Records to process:
######

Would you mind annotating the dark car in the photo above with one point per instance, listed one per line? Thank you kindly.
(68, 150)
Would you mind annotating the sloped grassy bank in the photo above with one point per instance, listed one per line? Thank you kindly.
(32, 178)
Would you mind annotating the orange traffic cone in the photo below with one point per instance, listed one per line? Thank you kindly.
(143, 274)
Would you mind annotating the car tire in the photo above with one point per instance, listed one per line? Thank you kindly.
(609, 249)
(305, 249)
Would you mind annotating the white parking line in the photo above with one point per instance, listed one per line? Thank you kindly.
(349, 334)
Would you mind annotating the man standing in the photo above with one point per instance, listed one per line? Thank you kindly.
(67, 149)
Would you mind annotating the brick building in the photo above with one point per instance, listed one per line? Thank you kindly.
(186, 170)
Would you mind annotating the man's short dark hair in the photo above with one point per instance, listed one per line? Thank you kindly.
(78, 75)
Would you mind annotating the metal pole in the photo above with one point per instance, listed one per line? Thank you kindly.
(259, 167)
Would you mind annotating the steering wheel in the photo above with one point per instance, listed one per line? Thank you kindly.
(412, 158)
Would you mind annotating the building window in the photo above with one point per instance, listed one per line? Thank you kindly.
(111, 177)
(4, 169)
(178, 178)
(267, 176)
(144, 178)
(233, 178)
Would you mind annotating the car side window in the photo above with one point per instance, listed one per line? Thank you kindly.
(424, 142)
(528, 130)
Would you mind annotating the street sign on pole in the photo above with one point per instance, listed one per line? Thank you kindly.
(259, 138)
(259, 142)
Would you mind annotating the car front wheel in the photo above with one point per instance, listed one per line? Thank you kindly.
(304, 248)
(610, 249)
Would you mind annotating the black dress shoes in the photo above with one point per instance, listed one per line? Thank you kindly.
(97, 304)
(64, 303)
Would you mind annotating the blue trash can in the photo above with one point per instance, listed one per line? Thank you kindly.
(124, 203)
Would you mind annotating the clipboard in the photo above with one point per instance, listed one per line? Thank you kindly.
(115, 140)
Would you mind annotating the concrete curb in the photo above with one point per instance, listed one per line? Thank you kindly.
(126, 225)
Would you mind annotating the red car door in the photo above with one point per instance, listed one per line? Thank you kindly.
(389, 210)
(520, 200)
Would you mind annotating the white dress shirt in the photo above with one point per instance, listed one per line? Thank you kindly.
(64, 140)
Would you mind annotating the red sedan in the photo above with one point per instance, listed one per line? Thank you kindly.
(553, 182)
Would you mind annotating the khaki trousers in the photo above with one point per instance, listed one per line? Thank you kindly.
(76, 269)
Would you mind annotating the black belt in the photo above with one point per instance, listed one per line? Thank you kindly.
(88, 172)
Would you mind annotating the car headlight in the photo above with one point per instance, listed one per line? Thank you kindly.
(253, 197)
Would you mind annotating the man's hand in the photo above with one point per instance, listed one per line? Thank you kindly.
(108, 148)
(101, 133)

######

Exercise instructions: Starting at the first line and ending at the last, retype the entries above.

Problem solution:
Would you mind annotating the dark car in the photo above with one point per instance, listed one per line? Thank you kindly.
(68, 150)
Would you mind annotating the sloped grassy bank in the photo above with one point per instance, listed one per line? Thank you kindly.
(32, 178)
Would you mind annotating the orange traffic cone in the photo below with one point per instance, listed one per line? Thank you kindly.
(143, 274)
Would you mind annotating the car tire in the photo above with one point per instance, listed one per line? Thank you kindly.
(609, 249)
(305, 249)
Would you mind annotating the white parking line in the photo above with one point per instance, listed one per line? Thank you kindly.
(349, 334)
Would you mind annotating the man standing in the photo above with one point per instance, listed one per line? Thank you kindly.
(67, 149)
Would you mind annotating the brick building in the photo above with one point per instance, listed one per line? Thank you kindly.
(186, 170)
Would you mind annotating the man's short dark hair in the photo above with one point per instance, listed one per line? Thank you kindly.
(78, 75)
Would you mind annotating the metal pole in the photo above with one point per instance, listed one per line? Thank you kindly.
(259, 167)
Would you mind annotating the steering wheel in the photo above with one point per instance, listed one per line? Thank you kindly.
(412, 158)
Would you mind annotating the building window in the photo above with one point per instance, listed one per line? Thank you kindly.
(111, 177)
(4, 169)
(178, 178)
(267, 176)
(144, 178)
(233, 178)
Would you mind annotating the car side window in the photo above with one point per instance, listed one per line? Thank you kindly.
(424, 142)
(528, 130)
Would you mind annotating the street sign on pole in the photo above with one point per instance, listed one per line? Thank you kindly.
(259, 138)
(259, 142)
Would you mind annotating the car front wheel in the photo above with one point per instance, listed one per line? Thank you kindly.
(304, 248)
(610, 249)
Would you mind annotating the black dress shoes in the photo above with one point per instance, listed one per line? Thank you kindly.
(97, 304)
(64, 303)
Would you mind annotating the blue trash can in the photo above with one point per instance, listed one per line? Thank you kindly.
(124, 203)
Would you mind annotating the clipboard in the photo above with one point per instance, listed one per line? Thank you kindly.
(115, 140)
Would you mind annotating the concrete curb in the photo above with one point per instance, listed one per line? Thank you kindly.
(126, 225)
Would you mind annotating the red car door in the photo above with one point per instance, listed one per line? Thank you kindly.
(389, 210)
(520, 200)
Would you mind annotating the white dress shirt in the photo above with one point per instance, listed one per line? Thank you kindly.
(64, 140)
Would you mind annotating the red sedan in the photo above with one point per instance, listed one per line? Thank you kindly.
(553, 182)
Would you mind annotating the khaki trousers in the photo above with one point per instance, listed one per line? Thank you kindly.
(76, 269)
Would you mind annotating the black belt in the photo above with one point per instance, listed one per line? Thank you kindly.
(88, 172)
Would you mind annotating the car headlight in the photo above with one point per instance, listed one per line? Thank you kindly.
(253, 197)
Would you mind annotating the man's hand in the photo above with one point per instance, listed one per line? Thank you kindly.
(108, 148)
(101, 133)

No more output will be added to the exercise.